Photo-based referring expression data:
.....

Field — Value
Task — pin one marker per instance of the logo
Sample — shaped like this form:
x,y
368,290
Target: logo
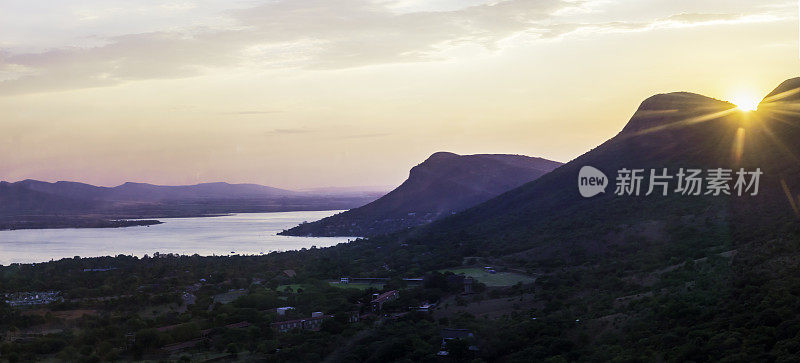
x,y
591,181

.....

PROBLEM: Your answer must consist of the entries, unchanged, with no pictures in it.

EXERCISE OUTPUT:
Field — Value
Task — pin one marker per instance of the logo
Sample — shaped like this form:
x,y
368,290
Target: logo
x,y
591,181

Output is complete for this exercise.